(Collected data)
+---+
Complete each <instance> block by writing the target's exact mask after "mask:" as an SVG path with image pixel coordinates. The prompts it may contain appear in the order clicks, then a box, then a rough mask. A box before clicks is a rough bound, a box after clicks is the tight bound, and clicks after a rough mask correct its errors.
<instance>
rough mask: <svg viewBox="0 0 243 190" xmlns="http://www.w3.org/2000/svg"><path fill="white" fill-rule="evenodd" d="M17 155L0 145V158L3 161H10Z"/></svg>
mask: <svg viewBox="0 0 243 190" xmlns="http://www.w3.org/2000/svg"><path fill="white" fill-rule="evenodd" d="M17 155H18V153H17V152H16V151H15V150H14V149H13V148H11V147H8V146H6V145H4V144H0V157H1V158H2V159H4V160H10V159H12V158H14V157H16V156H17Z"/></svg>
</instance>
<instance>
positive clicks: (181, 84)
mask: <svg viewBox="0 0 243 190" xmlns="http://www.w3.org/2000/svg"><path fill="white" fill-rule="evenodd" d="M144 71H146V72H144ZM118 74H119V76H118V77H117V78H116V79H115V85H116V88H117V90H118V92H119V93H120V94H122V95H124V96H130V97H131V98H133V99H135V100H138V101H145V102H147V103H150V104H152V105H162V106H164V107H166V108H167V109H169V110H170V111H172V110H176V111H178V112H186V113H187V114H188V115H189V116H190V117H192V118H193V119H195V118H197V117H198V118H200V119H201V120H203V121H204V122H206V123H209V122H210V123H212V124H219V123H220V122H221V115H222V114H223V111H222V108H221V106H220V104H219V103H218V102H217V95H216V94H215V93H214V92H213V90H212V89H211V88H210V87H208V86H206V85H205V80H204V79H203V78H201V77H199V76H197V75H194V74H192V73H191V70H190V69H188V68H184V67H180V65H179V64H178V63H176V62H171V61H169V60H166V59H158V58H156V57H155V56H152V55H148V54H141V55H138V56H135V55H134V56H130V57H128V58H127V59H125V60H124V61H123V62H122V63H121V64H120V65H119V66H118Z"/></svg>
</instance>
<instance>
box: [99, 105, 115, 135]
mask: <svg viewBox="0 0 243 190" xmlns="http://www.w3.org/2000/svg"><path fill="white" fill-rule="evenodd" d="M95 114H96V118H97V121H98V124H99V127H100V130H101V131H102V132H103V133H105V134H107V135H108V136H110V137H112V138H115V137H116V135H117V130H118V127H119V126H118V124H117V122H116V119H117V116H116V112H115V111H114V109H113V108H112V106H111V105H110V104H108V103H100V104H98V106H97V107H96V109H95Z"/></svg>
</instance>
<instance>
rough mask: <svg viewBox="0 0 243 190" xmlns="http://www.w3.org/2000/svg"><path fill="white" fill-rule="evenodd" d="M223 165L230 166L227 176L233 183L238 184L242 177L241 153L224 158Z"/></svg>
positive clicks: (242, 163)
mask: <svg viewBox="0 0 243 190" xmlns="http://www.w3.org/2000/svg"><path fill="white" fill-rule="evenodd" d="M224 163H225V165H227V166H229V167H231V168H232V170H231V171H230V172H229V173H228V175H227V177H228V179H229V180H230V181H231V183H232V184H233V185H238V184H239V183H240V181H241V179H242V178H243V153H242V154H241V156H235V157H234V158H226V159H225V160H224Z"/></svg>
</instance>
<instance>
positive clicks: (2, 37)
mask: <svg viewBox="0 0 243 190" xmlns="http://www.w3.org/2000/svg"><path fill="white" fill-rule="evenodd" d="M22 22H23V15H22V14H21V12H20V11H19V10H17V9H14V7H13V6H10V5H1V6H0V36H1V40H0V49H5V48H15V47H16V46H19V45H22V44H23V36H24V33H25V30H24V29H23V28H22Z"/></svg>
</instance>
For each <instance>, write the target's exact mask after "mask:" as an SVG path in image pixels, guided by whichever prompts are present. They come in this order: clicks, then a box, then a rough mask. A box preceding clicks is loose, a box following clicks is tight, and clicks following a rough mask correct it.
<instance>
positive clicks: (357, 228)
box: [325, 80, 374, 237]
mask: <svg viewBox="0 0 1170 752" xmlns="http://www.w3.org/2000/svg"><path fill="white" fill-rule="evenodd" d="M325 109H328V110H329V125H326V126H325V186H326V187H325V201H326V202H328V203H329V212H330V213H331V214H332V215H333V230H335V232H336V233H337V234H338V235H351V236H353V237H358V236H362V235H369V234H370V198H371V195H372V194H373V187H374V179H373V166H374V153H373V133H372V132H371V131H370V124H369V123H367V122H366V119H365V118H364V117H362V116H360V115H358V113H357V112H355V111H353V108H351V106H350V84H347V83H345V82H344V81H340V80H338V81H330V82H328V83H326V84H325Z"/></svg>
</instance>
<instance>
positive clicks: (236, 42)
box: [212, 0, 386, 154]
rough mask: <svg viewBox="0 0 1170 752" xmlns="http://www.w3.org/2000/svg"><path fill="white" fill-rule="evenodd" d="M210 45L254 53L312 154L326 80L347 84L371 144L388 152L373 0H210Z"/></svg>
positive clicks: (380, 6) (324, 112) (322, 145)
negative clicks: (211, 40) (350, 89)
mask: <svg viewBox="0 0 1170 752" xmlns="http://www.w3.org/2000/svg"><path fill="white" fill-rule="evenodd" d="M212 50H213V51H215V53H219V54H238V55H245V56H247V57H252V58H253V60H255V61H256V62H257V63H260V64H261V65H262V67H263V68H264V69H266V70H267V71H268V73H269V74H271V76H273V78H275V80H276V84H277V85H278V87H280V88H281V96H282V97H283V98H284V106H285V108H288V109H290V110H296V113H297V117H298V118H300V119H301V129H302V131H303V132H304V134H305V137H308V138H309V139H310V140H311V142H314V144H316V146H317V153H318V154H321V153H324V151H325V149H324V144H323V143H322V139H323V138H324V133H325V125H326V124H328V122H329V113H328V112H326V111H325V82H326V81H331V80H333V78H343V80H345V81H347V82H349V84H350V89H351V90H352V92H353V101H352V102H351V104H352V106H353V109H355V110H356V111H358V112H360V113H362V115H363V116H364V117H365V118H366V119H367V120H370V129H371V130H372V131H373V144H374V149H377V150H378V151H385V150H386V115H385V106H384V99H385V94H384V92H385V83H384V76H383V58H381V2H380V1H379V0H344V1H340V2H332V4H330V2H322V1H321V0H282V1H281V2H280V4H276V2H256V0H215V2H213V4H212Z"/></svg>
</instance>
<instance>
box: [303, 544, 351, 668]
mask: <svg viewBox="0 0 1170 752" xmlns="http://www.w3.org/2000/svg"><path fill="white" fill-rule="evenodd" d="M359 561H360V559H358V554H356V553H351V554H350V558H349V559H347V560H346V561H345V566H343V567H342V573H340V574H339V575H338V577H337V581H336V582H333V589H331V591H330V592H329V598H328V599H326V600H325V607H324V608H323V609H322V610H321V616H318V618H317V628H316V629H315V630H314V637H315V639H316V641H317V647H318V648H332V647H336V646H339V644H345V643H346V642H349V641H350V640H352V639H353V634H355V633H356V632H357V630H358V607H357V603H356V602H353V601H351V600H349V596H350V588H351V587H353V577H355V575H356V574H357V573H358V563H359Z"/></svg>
+---+
Every single line in the records above must be written out exactly.

Complete each <instance> block by writing the target's exact mask after "mask:" as an SVG path with image pixel coordinates. The prompts it may contain appear in the order clicks, then a box, then a rough mask. A box before clicks is a rough bound, a box after clicks is the tight bound, and clicks after a rough mask correct its errors.
<instance>
rough mask: <svg viewBox="0 0 243 190" xmlns="http://www.w3.org/2000/svg"><path fill="white" fill-rule="evenodd" d="M17 155L0 145V158L3 161H10Z"/></svg>
mask: <svg viewBox="0 0 243 190" xmlns="http://www.w3.org/2000/svg"><path fill="white" fill-rule="evenodd" d="M17 155H18V153H17V152H16V151H15V150H14V149H13V148H11V147H8V146H6V145H4V144H0V157H1V158H2V159H4V160H10V159H12V158H14V157H16V156H17Z"/></svg>
</instance>
<instance>
positive clicks: (181, 84)
mask: <svg viewBox="0 0 243 190" xmlns="http://www.w3.org/2000/svg"><path fill="white" fill-rule="evenodd" d="M144 71H146V72H144ZM118 74H119V76H118V77H117V78H116V79H115V85H116V88H117V90H118V92H119V93H120V94H122V95H124V96H130V97H131V98H133V99H135V100H138V101H145V102H147V103H150V104H152V105H162V106H164V107H166V108H167V109H169V110H170V111H172V110H176V111H178V112H186V113H187V114H188V115H189V116H190V117H192V118H193V119H195V118H197V117H198V118H200V119H201V120H203V121H204V122H206V123H209V122H210V123H212V124H219V123H220V122H221V115H222V114H223V111H222V108H221V106H220V104H219V103H218V102H217V95H216V94H215V93H214V92H213V90H212V89H211V88H210V87H208V86H206V85H205V80H204V79H203V78H201V77H199V76H197V75H194V74H192V73H191V70H190V69H188V68H184V67H180V65H179V64H178V63H176V62H171V61H169V60H166V59H158V58H156V57H155V56H152V55H148V54H141V55H138V56H135V55H134V56H130V57H128V58H127V59H125V60H124V61H123V62H122V63H121V64H120V65H119V66H118Z"/></svg>
</instance>
<instance>
box: [99, 105, 115, 135]
mask: <svg viewBox="0 0 243 190" xmlns="http://www.w3.org/2000/svg"><path fill="white" fill-rule="evenodd" d="M95 114H96V118H97V121H98V124H99V127H100V130H101V131H102V132H103V133H105V134H107V135H108V136H110V137H112V138H115V137H116V135H117V130H118V127H119V126H118V124H117V122H116V119H117V116H116V112H115V111H114V109H113V108H112V106H111V105H110V104H108V103H100V104H98V106H97V107H96V109H95Z"/></svg>
</instance>
<instance>
rough mask: <svg viewBox="0 0 243 190" xmlns="http://www.w3.org/2000/svg"><path fill="white" fill-rule="evenodd" d="M223 165L230 166L227 176L233 183L238 184L242 177L241 153L224 158Z"/></svg>
positive clicks: (242, 163)
mask: <svg viewBox="0 0 243 190" xmlns="http://www.w3.org/2000/svg"><path fill="white" fill-rule="evenodd" d="M224 163H225V165H227V166H229V167H231V168H232V170H231V171H230V172H229V173H228V175H227V177H228V179H229V180H230V181H231V183H232V184H233V185H238V184H239V183H240V181H241V179H242V178H243V153H242V154H241V156H235V157H234V158H226V159H225V160H224Z"/></svg>
</instance>
<instance>
positive clicks: (2, 37)
mask: <svg viewBox="0 0 243 190" xmlns="http://www.w3.org/2000/svg"><path fill="white" fill-rule="evenodd" d="M22 22H23V15H22V14H21V12H20V11H19V10H17V9H14V7H13V6H10V5H1V6H0V36H1V40H0V49H5V48H15V47H16V46H19V45H22V44H23V36H24V33H25V30H24V29H23V28H22Z"/></svg>
</instance>
For each <instance>, write the target's exact mask after "mask:" as an SVG path in image pixels, guided by whichever prompts are present. They come in this order: clicks, then a box, then a rough mask. A box preceding clicks is loose, a box following clicks is tight, and clicks following a rough mask correct it.
<instance>
positive clicks: (357, 228)
box: [325, 80, 374, 237]
mask: <svg viewBox="0 0 1170 752" xmlns="http://www.w3.org/2000/svg"><path fill="white" fill-rule="evenodd" d="M325 109H328V110H329V125H326V126H325V186H326V187H325V201H326V202H328V203H329V212H330V213H331V214H332V215H333V230H335V232H336V233H337V234H338V235H351V236H353V237H358V236H362V235H369V234H370V198H371V195H372V194H373V187H374V179H373V166H374V153H373V133H372V132H371V131H370V124H369V123H367V122H366V119H365V118H364V117H362V116H360V115H358V113H357V112H355V111H353V108H351V106H350V84H347V83H345V82H344V81H340V80H338V81H330V82H328V83H326V84H325Z"/></svg>
</instance>
<instance>
positive clicks: (236, 42)
box: [212, 0, 386, 154]
rough mask: <svg viewBox="0 0 1170 752" xmlns="http://www.w3.org/2000/svg"><path fill="white" fill-rule="evenodd" d="M210 45L254 53L312 154L326 80L347 84L371 144L388 152L373 0H210Z"/></svg>
positive clicks: (380, 6) (324, 112) (322, 145)
negative clicks: (211, 40) (350, 89)
mask: <svg viewBox="0 0 1170 752" xmlns="http://www.w3.org/2000/svg"><path fill="white" fill-rule="evenodd" d="M212 50H213V51H215V53H219V54H238V55H245V56H247V57H252V58H253V60H255V61H256V62H257V63H260V64H261V65H262V67H263V68H264V69H266V70H267V71H268V73H269V74H271V76H273V78H275V80H276V84H277V85H278V87H280V88H281V96H282V97H283V98H284V106H285V108H288V109H290V110H296V113H297V117H298V118H300V119H301V129H302V131H303V132H304V134H305V137H308V138H309V139H310V140H311V142H314V144H316V146H317V153H318V154H321V153H324V151H325V149H324V144H323V143H322V139H323V138H324V133H325V125H326V124H328V122H329V113H328V112H326V111H325V82H326V81H331V80H333V78H343V80H345V81H347V82H349V84H350V89H351V90H352V92H353V101H352V102H351V104H352V106H353V109H355V110H356V111H358V112H360V113H362V115H363V116H364V117H365V118H366V119H367V120H370V129H371V130H372V131H373V144H374V149H377V150H378V151H385V150H386V115H385V106H384V99H385V94H384V92H385V83H384V76H383V58H381V2H380V1H379V0H344V1H340V2H332V4H330V2H322V1H321V0H282V1H281V2H280V4H276V2H256V0H215V2H213V4H212Z"/></svg>
</instance>
<instance>
box: [303, 544, 351, 668]
mask: <svg viewBox="0 0 1170 752" xmlns="http://www.w3.org/2000/svg"><path fill="white" fill-rule="evenodd" d="M359 561H360V559H358V554H356V553H351V554H350V558H349V559H347V560H346V561H345V566H343V567H342V573H340V574H339V575H338V577H337V581H336V582H333V589H331V591H330V592H329V598H328V599H326V600H325V607H324V608H323V609H322V610H321V616H318V618H317V628H316V629H315V630H314V637H315V639H316V641H317V647H318V648H332V647H336V646H339V644H345V643H346V642H349V641H350V640H352V639H353V634H355V633H356V632H357V630H358V607H357V603H356V602H353V601H351V600H349V596H350V588H351V587H353V577H355V575H356V574H357V573H358V563H359Z"/></svg>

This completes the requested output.